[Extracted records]
----------------

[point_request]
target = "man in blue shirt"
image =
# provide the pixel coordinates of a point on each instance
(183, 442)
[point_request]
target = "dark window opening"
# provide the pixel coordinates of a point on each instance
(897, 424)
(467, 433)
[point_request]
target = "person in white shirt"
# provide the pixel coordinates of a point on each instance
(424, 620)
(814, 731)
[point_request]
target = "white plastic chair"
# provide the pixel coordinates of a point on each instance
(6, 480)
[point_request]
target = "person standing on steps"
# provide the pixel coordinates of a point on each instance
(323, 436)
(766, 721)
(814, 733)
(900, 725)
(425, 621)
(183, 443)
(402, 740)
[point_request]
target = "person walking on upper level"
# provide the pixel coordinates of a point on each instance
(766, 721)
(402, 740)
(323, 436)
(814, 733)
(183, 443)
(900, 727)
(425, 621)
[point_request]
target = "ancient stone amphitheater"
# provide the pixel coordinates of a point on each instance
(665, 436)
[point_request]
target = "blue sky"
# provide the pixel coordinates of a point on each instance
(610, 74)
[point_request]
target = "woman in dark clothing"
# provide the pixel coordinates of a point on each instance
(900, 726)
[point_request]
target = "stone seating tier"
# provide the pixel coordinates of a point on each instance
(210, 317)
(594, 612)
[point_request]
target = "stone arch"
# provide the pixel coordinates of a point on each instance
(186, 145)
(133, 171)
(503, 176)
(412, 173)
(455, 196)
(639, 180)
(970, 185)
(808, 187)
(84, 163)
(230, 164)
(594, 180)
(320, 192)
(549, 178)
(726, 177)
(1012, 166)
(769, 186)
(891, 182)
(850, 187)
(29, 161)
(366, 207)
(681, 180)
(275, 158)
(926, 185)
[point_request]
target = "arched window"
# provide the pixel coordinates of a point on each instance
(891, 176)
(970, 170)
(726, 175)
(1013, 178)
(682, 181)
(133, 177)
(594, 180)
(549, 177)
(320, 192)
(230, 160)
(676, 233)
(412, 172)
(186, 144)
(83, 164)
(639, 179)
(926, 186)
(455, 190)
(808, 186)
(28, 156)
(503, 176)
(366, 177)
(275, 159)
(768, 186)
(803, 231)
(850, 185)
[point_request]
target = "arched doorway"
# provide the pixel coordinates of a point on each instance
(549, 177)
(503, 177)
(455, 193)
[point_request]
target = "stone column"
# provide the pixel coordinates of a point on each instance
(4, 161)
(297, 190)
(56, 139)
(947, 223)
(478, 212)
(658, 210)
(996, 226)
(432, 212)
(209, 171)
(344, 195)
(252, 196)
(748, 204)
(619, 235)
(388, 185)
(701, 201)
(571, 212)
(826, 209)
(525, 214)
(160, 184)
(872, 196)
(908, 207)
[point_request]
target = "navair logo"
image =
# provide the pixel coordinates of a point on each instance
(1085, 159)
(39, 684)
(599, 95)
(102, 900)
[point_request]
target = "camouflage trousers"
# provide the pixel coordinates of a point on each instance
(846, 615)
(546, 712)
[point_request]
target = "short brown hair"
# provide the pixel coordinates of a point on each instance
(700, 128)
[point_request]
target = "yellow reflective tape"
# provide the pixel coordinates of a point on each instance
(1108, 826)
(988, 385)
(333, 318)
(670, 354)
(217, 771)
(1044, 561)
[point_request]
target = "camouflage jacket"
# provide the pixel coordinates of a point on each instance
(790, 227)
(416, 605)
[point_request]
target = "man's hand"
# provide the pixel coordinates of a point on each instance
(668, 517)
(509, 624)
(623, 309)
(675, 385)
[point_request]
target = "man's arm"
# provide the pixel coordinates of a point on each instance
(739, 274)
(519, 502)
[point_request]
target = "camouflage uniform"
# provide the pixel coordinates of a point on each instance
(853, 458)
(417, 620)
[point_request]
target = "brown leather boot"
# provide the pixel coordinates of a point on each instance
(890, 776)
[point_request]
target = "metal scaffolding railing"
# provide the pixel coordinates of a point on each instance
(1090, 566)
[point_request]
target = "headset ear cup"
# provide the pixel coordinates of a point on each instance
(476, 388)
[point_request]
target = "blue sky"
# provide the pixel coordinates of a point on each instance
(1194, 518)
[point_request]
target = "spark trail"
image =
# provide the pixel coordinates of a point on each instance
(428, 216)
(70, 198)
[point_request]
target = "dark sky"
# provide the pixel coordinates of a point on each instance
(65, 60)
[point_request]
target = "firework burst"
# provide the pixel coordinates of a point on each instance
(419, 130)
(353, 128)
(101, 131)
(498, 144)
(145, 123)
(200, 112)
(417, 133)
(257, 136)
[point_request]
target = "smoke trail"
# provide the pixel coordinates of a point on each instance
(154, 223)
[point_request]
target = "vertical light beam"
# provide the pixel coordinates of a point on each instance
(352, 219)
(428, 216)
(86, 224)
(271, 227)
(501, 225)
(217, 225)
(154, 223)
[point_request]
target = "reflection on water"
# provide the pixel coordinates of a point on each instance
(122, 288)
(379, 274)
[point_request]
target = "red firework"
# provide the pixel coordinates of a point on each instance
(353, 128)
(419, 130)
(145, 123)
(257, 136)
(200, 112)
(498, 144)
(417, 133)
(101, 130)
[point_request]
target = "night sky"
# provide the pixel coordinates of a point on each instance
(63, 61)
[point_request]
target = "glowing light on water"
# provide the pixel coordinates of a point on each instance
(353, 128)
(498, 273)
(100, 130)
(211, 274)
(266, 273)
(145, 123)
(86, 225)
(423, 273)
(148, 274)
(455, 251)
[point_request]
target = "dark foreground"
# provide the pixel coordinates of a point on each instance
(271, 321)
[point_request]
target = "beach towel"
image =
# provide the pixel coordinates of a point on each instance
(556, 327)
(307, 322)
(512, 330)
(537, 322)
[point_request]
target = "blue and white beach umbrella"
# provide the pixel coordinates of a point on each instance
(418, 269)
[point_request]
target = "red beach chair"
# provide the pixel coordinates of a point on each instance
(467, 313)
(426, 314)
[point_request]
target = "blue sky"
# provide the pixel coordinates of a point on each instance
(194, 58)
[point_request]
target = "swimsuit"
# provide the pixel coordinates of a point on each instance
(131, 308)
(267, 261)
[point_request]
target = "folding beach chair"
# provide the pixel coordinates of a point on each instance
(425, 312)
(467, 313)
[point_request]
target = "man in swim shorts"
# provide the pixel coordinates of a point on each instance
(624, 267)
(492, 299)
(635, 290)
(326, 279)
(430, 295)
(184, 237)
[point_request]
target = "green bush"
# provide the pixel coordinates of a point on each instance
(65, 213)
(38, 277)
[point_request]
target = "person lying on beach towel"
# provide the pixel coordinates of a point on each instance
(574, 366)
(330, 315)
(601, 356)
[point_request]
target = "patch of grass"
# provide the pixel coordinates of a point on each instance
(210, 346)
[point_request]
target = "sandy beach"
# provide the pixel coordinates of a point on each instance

----------------

Task statement: Please pull out every line of the material above that contains the string "beach". Matching is case-sensitive.

Solution to the problem:
target = "beach towel"
target = "blue and white beach umbrella"
target = "red beach chair"
target = "folding beach chair"
target = "person lying on beach towel"
target = "sandy beach"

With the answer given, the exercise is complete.